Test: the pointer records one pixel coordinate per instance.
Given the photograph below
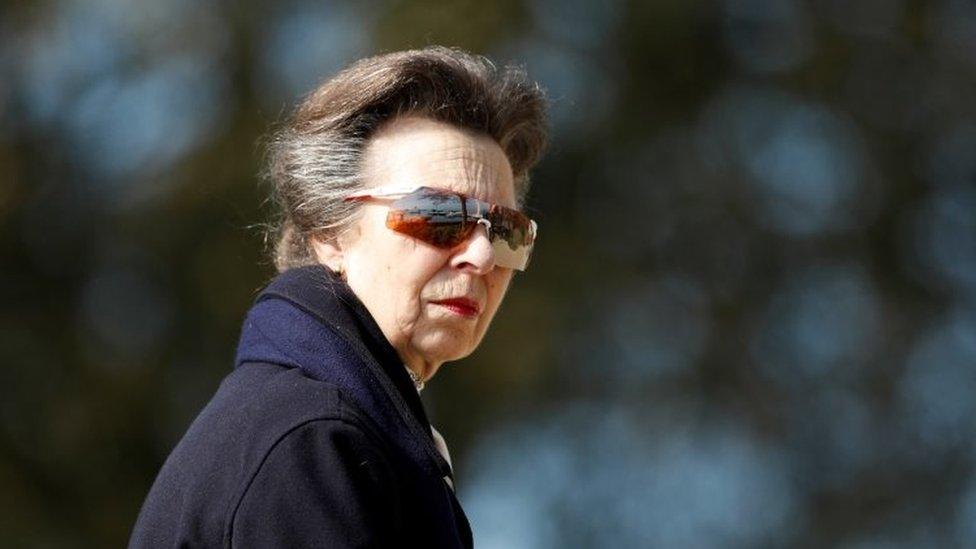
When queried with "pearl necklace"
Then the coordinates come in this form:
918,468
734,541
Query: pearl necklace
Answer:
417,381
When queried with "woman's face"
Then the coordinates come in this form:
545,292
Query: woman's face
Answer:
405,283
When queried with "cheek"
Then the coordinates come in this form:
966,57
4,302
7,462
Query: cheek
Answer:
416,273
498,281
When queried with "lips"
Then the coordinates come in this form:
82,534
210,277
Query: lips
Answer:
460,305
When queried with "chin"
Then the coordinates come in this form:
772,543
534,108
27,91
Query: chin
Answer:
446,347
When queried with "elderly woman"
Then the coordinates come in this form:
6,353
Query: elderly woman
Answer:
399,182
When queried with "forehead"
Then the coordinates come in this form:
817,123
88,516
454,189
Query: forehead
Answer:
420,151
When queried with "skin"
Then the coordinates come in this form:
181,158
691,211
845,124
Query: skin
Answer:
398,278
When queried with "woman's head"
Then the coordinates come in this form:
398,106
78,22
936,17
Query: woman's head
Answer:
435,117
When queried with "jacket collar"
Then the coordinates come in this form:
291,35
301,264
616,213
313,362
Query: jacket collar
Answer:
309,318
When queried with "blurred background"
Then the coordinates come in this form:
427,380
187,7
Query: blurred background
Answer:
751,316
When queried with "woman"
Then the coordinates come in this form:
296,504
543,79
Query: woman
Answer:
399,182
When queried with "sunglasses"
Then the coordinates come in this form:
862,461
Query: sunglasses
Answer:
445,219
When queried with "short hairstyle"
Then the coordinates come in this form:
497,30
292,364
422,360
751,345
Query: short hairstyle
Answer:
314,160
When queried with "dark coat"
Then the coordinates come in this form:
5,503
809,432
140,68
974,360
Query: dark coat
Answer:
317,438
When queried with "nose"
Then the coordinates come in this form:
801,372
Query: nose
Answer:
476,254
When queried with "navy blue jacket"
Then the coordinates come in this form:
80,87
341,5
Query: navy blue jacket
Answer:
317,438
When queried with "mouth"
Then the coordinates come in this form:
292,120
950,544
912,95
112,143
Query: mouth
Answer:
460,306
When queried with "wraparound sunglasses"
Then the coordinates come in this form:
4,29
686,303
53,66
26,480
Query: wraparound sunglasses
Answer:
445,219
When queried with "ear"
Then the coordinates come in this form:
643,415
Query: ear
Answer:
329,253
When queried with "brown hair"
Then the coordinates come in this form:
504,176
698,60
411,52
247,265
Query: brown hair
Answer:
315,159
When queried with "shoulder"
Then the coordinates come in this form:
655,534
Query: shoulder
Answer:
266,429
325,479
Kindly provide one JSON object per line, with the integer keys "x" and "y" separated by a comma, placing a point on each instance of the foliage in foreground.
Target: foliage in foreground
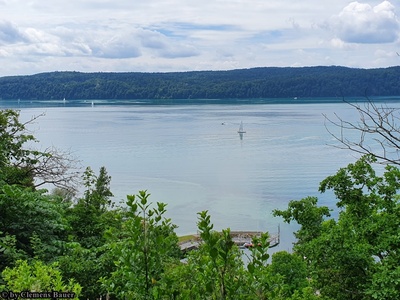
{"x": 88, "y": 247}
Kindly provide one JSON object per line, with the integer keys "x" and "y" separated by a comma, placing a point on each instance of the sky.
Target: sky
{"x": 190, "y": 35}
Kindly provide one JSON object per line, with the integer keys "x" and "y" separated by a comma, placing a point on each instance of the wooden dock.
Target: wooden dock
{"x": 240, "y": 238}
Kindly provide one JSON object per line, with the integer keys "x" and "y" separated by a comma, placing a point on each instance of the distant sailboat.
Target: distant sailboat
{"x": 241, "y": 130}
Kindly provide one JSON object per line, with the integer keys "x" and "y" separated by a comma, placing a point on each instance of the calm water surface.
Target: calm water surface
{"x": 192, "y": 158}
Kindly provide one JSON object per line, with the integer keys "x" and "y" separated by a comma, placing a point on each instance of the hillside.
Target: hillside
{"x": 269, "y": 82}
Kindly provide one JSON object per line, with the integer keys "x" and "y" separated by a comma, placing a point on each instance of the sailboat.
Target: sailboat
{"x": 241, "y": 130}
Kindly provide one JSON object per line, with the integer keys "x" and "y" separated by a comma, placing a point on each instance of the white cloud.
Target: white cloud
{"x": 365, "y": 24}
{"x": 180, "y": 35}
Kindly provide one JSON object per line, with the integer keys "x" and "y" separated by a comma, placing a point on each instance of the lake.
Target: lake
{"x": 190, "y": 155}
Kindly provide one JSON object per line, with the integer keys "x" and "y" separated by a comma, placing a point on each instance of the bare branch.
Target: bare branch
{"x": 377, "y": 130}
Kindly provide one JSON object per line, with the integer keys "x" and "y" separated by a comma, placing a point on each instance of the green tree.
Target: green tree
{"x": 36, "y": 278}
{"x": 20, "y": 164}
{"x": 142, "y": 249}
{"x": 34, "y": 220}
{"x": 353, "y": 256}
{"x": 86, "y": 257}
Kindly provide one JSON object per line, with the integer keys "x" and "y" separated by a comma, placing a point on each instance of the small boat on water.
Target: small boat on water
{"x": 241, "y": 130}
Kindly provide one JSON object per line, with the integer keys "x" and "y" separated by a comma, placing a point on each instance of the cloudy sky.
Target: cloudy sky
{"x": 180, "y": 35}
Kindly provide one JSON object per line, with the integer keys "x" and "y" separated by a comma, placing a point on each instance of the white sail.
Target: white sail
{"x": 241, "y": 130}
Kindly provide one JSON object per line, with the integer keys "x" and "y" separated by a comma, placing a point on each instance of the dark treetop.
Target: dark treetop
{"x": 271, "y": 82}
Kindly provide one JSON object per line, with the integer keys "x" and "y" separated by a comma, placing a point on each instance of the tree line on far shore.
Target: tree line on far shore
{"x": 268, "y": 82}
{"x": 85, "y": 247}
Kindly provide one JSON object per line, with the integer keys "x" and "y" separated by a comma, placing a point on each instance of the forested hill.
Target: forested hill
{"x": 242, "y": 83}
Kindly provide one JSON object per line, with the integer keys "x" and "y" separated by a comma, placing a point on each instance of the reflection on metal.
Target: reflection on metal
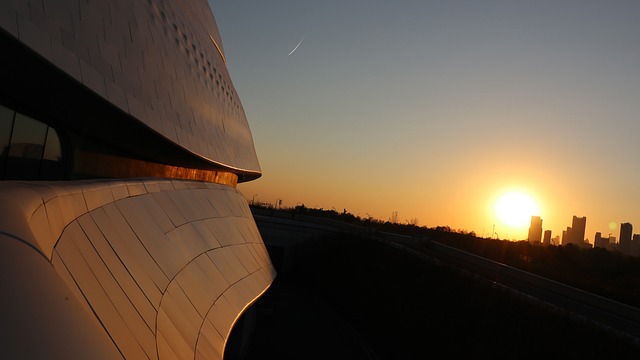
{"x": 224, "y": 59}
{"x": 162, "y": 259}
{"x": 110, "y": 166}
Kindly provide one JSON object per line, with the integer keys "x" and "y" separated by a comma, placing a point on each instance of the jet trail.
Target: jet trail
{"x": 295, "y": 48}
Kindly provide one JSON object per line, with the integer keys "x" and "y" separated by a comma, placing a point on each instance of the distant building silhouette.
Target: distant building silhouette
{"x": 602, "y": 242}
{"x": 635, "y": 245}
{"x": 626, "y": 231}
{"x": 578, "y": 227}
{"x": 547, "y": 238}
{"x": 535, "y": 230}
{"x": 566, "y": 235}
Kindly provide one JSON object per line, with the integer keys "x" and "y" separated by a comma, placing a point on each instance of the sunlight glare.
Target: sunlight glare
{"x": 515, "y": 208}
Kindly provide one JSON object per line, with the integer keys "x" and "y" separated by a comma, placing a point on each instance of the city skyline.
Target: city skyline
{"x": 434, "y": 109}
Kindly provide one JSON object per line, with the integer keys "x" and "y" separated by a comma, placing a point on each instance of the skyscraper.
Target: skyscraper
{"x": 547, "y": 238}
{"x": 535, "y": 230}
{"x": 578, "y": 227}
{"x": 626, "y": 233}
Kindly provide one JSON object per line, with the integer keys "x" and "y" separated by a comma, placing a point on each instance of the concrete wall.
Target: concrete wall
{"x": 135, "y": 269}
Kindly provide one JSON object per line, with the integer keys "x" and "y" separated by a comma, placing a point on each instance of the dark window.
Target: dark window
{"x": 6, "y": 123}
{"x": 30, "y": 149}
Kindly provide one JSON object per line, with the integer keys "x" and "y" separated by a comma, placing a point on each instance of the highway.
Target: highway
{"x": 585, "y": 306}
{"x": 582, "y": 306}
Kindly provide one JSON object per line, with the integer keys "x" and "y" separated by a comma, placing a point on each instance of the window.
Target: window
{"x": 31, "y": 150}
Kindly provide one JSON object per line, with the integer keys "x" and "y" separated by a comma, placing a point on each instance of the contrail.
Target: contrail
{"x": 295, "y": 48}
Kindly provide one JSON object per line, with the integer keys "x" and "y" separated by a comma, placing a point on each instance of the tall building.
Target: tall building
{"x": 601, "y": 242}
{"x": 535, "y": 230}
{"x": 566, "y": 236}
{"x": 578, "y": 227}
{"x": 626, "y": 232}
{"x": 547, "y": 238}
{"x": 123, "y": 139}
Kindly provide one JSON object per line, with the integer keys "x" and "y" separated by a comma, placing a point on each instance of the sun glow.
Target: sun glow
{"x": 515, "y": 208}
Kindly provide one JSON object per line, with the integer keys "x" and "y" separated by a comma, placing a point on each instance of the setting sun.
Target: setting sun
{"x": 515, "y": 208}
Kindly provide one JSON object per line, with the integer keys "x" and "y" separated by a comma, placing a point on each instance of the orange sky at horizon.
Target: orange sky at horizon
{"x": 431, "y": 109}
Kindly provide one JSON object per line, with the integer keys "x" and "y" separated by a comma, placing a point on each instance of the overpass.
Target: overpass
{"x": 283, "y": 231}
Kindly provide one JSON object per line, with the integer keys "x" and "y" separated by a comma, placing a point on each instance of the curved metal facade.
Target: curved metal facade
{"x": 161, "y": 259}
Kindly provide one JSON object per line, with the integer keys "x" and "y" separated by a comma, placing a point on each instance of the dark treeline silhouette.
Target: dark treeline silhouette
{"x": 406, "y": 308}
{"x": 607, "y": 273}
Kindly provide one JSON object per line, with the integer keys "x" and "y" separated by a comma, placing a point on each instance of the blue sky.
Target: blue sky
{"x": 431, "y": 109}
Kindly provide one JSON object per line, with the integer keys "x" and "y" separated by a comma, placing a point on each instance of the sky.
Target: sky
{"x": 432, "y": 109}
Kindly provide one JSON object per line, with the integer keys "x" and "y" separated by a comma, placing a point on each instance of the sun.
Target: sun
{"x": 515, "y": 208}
■ ■ ■ ■ ■
Find how many lines in the material above hold the word "wraparound", then reply with only that figure.

2